▸ **Activity 1**
Extract the passage of the forum reply about missing a manipulative ex from "When I calmed" to "I told her.", copying it word for word.
▸ **Activity 2**
Write what comes next in the forum reply about missing a manipulative ex, starting after its final sentence.

▸ **Given text**
@SnowWhitesSM firstly >. It is ok to miss him and it is very natural. If you didn’t you would be the narcissistic abuser in this relationship.
Listen, I miss my exp. It’s a given. I’m not being hard on myself (waste of energy). I accept where I am, let my feelings run through me and know that these too will pass. It will ups and downs. Please also be aware that there will be more ups and downs with someone like this vs if you were with someone healthy.
Healthy people respect boundaries and space. If he too was genuinely unhappy (vs just being a manipulator) he would be using this time and space himself to reset, get to counselling, work on himself and ask himself what he wanted.
I’ve been where you are. I remember the chaotic thoughts in my brain. I remember listening to videos he sent me. And questioning myself as to whether I had anger issues, was crazy, had a split personality. At the time I was seeing a counsellor about general life stuff - work stress, anxiety management, post divorce processing etc. I turned up to one of my sessions and literally burst into tears on her. She had normally seen a composed, calm person, never close to what she saw that day.
When I calmed down. She asked if I wanted to talk about it. And I remember sitting there telling her I wanted her to be very honest with me, tell me what she really thought and not hold back. She and I had probably been doing regular counselling work for perhaps 6-8 months by now.
I asked her if she thought I was crazy and whether she thought I suffered from anger issues and whether I needed to get an evaluation. I remember her going very still, and she answered my question. She clearly said she was not someone who was trained in personality disorders, or diagnosing anger management issues. But. She had been working as a therapist for over 20 years and based on her training and work there was nothing she had seen in any of our sessions that lead her to think I was even close to any of the questions I had asked. She then asked me Why I asked the questions I did and I told her.

▸ **Data records**

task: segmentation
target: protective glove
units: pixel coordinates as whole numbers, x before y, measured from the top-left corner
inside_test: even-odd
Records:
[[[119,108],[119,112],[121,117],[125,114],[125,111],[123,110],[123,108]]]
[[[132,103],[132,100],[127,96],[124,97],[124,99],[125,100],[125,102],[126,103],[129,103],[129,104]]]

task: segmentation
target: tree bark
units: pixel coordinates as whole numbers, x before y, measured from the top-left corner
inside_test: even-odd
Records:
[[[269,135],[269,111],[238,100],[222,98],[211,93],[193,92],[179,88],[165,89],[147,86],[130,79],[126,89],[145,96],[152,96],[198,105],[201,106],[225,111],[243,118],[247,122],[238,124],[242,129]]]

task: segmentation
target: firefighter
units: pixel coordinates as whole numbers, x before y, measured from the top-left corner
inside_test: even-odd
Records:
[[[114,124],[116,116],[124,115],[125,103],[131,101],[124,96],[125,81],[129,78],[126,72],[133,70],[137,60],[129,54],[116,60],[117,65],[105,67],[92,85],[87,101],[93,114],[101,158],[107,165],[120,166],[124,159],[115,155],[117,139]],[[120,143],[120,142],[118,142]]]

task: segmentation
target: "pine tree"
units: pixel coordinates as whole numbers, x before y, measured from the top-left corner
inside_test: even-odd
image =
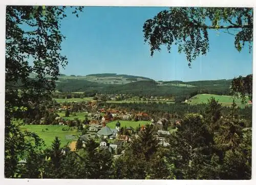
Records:
[[[79,150],[82,147],[82,142],[80,138],[78,138],[77,142],[76,144],[76,150]]]

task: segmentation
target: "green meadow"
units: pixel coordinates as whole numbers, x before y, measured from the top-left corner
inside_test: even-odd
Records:
[[[36,133],[45,141],[46,148],[51,147],[55,136],[58,136],[60,140],[60,146],[63,147],[72,141],[66,140],[66,135],[74,135],[76,138],[78,138],[78,135],[81,134],[81,132],[78,132],[76,127],[72,128],[73,130],[62,131],[62,128],[69,128],[67,126],[63,125],[25,125],[20,126],[20,128],[23,131],[27,130]],[[47,129],[48,130],[46,130]]]
[[[69,98],[69,99],[61,99],[54,98],[54,100],[58,103],[63,102],[87,102],[93,100],[93,97],[86,97],[83,98]]]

▸ **Reply 1**
When I calmed down. She asked if I wanted to talk about it. And I remember sitting there telling her I wanted her to be very honest with me, tell me what she really thought and not hold back. She and I had probably been doing regular counselling work for perhaps 6-8 months by now.
I asked her if she thought I was crazy and whether she thought I suffered from anger issues and whether I needed to get an evaluation. I remember her going very still, and she answered my question. She clearly said she was not someone who was trained in personality disorders, or diagnosing anger management issues. But. She had been working as a therapist for over 20 years and based on her training and work there was nothing she had seen in any of our sessions that lead her to think I was even close to any of the questions I had asked. She then asked me Why I asked the questions I did and I told her.

▸ **Reply 2**
She listened, we spoke and I was much calmer and grounded by the end of the session. She never gave advice, but as I was about to leave she said one sentence to me. She said ‘this man is very unhealthy. Please be careful and look after yourself and your children.’ I asked her, ‘based on the little I have told you, what would you do?’ Her reply was one word. ‘Run.’
I’m the sharing the above for a reason. When I was at my peak of feeling sad and confused and overwhelmed under his barrage of criticisms, I’m very lucky that I had a professional I already trusted in my corner. That professional is who helped me unpick some of his language; that and some close friends I confided in. I’m not entirely sure what I would have done had they not been there.
I didn’t run I’m ashamed to say. I listened to his rhetoric of making change and also internalised to some degree that i was part of the problem. What I did do in hindsight however was put some boundaries in. I refused to entertain any convos about cohabiting.
It’s been a long road since then. It’s been a combo of ongoing counselling (for me), the erecting and retaining of more boundaries (also me) and essentially getting myself stronger. The final critical step is working with a counsellor who specialises in narcissist abuse.
What stands out to me about your post is that he is focussing solely on you being the problem. Again sorry but this is classic narcissist behaviour. He’s taking no responsibility, even now.
When do you start seeing your counsellor? I would advise asap as I think that will really help you.